Texte du document =>
'''

Le trio Buzelis-Giddey-White émerge comme les potentiels piliers de la reconstruction des Bulls. Crédit : NBA.com

Ce trio présente des complémentarités prometteuses : White comme scoreur et playmaker secondaire, Giddey comme gestionnaire et créateur principal, et Buzelis comme électron libre à développer à côté. Autour d’eux, Patrick Williams, Zach Collins, Julian Phillips ou Lonzo Ball (de retour après deux ans) devront trouver leur place. Ball s’est d’ailleurs exprimé sur son nouveau rôle : « Je ne suis plus le même joueur, mais je comprends mieux le jeu maintenant » (ESPN, mai 2025). Son expérience peut servir de socle défensif et de liant collectif.

'''

Défi a =>
Recopie toutes les lignes des entrées où figure la chaîne « surface », en tenant compte de la casse.
Le texte et les entrées forment deux ensembles indépendants.

Matériel fourni =>
'''

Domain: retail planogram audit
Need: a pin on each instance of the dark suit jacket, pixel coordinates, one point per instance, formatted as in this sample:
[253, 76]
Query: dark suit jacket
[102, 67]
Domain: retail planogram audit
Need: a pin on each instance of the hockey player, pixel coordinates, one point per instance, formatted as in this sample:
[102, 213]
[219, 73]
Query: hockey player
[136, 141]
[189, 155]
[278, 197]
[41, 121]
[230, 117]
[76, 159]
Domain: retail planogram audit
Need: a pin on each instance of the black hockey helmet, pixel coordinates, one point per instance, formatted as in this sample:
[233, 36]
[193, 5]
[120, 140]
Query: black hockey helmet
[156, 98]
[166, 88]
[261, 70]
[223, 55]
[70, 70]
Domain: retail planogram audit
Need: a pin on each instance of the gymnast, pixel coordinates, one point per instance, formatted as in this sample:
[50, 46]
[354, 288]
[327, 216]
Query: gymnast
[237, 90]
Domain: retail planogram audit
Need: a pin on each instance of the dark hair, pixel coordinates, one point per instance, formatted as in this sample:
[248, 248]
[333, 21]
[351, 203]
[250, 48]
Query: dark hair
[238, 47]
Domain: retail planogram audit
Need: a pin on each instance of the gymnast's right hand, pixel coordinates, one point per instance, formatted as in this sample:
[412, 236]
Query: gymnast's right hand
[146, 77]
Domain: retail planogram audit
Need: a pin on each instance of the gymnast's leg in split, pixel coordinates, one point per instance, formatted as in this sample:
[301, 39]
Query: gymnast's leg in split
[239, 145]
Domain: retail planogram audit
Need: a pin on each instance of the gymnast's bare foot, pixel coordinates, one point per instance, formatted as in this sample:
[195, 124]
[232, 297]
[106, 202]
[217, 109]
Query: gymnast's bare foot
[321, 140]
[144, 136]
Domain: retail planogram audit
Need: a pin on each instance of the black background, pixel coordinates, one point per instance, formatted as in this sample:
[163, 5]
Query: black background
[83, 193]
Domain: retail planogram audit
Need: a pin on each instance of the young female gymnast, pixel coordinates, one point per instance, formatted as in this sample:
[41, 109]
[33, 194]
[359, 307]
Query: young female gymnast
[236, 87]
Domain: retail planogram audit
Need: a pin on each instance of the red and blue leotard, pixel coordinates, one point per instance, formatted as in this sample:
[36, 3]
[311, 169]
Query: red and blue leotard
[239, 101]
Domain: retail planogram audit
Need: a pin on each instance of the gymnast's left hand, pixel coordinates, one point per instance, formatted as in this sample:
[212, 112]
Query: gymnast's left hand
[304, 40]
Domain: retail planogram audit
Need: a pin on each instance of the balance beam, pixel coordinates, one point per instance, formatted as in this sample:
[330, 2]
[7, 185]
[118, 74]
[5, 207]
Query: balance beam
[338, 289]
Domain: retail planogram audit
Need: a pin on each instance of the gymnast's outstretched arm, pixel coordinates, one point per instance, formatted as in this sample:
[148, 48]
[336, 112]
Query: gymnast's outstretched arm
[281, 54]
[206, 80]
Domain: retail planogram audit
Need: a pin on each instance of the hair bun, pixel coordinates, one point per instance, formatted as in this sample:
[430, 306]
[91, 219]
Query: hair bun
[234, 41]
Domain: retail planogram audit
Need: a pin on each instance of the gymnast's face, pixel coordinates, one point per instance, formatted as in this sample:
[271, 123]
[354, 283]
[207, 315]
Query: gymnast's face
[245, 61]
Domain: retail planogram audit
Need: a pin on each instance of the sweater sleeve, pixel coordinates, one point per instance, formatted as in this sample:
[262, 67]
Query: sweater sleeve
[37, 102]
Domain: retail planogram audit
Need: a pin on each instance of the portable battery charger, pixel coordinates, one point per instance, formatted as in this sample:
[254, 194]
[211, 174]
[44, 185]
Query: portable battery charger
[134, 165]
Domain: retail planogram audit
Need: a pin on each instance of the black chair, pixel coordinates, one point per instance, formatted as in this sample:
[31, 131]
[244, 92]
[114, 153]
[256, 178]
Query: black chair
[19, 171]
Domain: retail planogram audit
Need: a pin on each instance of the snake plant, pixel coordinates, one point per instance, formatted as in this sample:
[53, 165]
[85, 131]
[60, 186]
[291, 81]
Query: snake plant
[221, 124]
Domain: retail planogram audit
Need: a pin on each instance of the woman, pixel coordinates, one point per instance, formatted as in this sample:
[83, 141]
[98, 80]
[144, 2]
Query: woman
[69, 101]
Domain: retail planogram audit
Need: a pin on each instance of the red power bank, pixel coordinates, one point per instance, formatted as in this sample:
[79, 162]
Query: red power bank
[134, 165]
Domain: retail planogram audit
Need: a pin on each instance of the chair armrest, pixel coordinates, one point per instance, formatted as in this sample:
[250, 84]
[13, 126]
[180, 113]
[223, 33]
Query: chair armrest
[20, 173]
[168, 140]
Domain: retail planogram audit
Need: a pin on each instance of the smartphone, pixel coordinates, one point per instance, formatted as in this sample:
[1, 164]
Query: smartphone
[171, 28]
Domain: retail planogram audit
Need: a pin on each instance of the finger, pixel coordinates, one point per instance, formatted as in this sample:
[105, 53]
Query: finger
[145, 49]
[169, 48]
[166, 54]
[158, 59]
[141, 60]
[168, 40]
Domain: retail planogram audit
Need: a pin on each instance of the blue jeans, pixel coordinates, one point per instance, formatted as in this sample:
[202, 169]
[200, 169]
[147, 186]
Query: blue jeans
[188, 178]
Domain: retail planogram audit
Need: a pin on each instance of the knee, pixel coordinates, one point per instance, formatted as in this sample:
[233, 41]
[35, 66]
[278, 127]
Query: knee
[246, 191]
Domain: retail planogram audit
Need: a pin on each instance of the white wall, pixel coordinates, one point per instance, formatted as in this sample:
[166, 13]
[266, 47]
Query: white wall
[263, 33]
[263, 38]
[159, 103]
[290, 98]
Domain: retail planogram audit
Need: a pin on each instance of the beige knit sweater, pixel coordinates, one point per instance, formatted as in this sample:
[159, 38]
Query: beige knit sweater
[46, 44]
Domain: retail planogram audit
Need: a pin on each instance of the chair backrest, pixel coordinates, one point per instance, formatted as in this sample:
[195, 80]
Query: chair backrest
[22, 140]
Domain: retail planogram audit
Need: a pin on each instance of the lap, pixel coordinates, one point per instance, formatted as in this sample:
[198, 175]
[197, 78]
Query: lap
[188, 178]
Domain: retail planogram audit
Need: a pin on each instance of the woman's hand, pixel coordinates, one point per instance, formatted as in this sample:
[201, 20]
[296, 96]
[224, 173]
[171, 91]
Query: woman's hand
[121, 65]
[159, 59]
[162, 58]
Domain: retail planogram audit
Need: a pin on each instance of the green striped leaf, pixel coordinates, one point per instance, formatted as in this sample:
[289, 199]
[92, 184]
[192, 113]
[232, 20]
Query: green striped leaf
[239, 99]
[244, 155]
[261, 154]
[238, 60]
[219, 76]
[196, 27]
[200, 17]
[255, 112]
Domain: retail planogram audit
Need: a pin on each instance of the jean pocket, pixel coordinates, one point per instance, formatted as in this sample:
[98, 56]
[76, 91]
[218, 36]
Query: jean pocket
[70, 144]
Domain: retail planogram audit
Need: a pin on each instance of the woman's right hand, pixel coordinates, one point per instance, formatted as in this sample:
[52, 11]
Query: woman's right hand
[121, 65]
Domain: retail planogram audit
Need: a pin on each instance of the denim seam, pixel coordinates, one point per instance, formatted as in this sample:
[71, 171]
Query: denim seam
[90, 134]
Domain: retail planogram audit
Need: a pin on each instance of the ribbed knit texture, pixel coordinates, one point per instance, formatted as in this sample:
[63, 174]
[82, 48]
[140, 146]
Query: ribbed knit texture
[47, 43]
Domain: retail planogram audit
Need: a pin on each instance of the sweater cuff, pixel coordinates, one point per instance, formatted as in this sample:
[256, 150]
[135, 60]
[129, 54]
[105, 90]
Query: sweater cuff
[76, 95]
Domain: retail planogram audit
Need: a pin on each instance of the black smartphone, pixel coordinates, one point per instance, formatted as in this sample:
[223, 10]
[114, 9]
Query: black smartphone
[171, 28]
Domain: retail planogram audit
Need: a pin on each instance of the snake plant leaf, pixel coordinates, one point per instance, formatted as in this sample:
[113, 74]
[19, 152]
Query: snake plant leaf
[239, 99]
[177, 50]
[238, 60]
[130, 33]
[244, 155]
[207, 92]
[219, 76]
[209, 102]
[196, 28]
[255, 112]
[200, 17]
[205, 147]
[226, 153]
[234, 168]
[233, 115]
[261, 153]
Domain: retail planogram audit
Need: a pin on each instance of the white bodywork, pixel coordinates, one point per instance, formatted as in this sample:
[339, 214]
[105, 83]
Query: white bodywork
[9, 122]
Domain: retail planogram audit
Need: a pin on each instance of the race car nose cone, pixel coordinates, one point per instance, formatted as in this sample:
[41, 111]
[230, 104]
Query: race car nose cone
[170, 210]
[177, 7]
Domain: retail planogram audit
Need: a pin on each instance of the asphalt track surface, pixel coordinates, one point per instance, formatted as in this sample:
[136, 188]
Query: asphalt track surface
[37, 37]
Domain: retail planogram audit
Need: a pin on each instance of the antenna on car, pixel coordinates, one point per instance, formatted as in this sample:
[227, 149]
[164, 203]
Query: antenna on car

'''

Défi b =>
Reproduis fidèlement, dans le texte sur les Bulls, le passage allant de « Le trio Buzelis-Giddey-White » jusqu'à « de liant collectif. ».

Réponse finale a =>
Need: a pin on each instance of the asphalt track surface, pixel coordinates, one point per instance, formatted as in this sample:
Query: asphalt track surface

Réponse finale b =>
Le trio Buzelis-Giddey-White émerge comme les potentiels piliers de la reconstruction des Bulls. Crédit : NBA.com

Ce trio présente des complémentarités prometteuses : White comme scoreur et playmaker secondaire, Giddey comme gestionnaire et créateur principal, et Buzelis comme électron libre à développer à côté. Autour d’eux, Patrick Williams, Zach Collins, Julian Phillips ou Lonzo Ball (de retour après deux ans) devront trouver leur place. Ball s’est d’ailleurs exprimé sur son nouveau rôle : « Je ne suis plus le même joueur, mais je comprends mieux le jeu maintenant » (ESPN, mai 2025). Son expérience peut servir de socle défensif et de liant collectif.